Son haftalarda ABD’siz günümüz geçmez oldu. Tv kanallarında ve basınımızda ABD Başkanı Trump’ın adının geçmediği gün yok gibi. Adam seçilmeden önce başlayan ‘hayatımızın her anına girme’ alışkanlığını arttırdı. Türkiye’nin meseleleri üzerine sohbetlerin başköşesine Trump yerleşti! Bari iyi bir şekilde yerleşseydi, ne gezer. Adam giderek daha da artan bir ivmeyle sinir uçlarımızı tahrip etmeye, Türkiye’ye anlaşılmaz haksızlıkları yapmaya devam ediyor. Şu anda iki bakanımıza uygulattığı akıl almaz yaptırım, F-35 uçaklarının tesliminin geciktirilmesi gibi uçarılıkları, deyim yerindeyse tepemizi attıracak hale getirdi.
Bu arada FETÖ’ye yardım ve yataklığı alenen görülürken ve istendiği halde verilmez iken, Suriye’de de Türkiye’yi oyalamaya devam ediyor. Hele Reza Zarrab davasında Halk Bankası Genel Müdür Yardımcısı Hakan Atilla’yı yargılamaları ve hapis cezasına çarptırmaları unutulacak gibi değil.
ABD ve Trump’ın özellikle İzmir’de yargılanan Protestan Rahip Brunson’ın serbest bırakılmamasına büyük tepki verdiği görülüyor. Gerçekte Brunson’ın kim olduğu tam olarak açıklanabilmiş değil. Savcılığın iddiasına göre FETÖ’cülerle haşır neşir olduğu gibi, PKK terör örgütüyle de pek samimiymiş. Acaba gerçekten de böyle mi?
Doğruyu söylemek gerekirse, Türkiye’nin ‘Yargı’ konusunda çok yakınlarda gerçekleşen Balyoz, Ergenekon, Casusluk davası gibi kumpas davaları sebebiyle sicili pek de temiz sayılamaz.

- - - - - - -

Görev maddesi 1: ABD ve Trump konulu yazıdan "ABD ve Trump’ın" sözcükleriyle başlayıp "de temiz sayılamaz." sözcüklerine kadar süren bölümü harfi harfine çıkarın.
Görev maddesi 2: ABD ve Trump konulu yazıya göre Reza Zarrab davasında yargılanan Hakan Atilla hangi görevdeydi?
Kayıtlar başka bir kaynaktan alınmıştır.

Sağlanan kayıtlar:

- - - - - - -

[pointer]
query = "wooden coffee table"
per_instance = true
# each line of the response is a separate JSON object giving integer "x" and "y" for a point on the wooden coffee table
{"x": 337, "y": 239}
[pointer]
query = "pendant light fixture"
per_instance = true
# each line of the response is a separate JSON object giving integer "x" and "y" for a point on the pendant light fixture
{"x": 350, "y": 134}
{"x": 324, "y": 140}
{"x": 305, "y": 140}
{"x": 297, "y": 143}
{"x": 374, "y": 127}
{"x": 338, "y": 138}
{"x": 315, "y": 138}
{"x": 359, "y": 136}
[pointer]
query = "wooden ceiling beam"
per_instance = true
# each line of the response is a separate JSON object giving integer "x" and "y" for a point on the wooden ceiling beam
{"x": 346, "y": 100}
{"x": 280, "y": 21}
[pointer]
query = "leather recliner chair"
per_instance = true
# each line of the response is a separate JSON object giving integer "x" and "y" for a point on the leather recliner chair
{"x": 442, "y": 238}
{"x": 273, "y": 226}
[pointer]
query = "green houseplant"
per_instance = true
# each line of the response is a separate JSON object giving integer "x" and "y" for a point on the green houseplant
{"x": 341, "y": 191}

- - - - - - -

Yanıt alanı 1:
ABD ve Trump’ın özellikle İzmir’de yargılanan Protestan Rahip Brunson’ın serbest bırakılmamasına büyük tepki verdiği görülüyor. Gerçekte Brunson’ın kim olduğu tam olarak açıklanabilmiş değil. Savcılığın iddiasına göre FETÖ’cülerle haşır neşir olduğu gibi, PKK terör örgütüyle de pek samimiymiş. Acaba gerçekten de böyle mi?
Doğruyu söylemek gerekirse, Türkiye’nin ‘Yargı’ konusunda çok yakınlarda gerçekleşen Balyoz, Ergenekon, Casusluk davası gibi kumpas davaları sebebiyle sicili pek de temiz sayılamaz.

Yanıt alanı 2: Halk Bankası Genel Müdür Yardımcısıydı.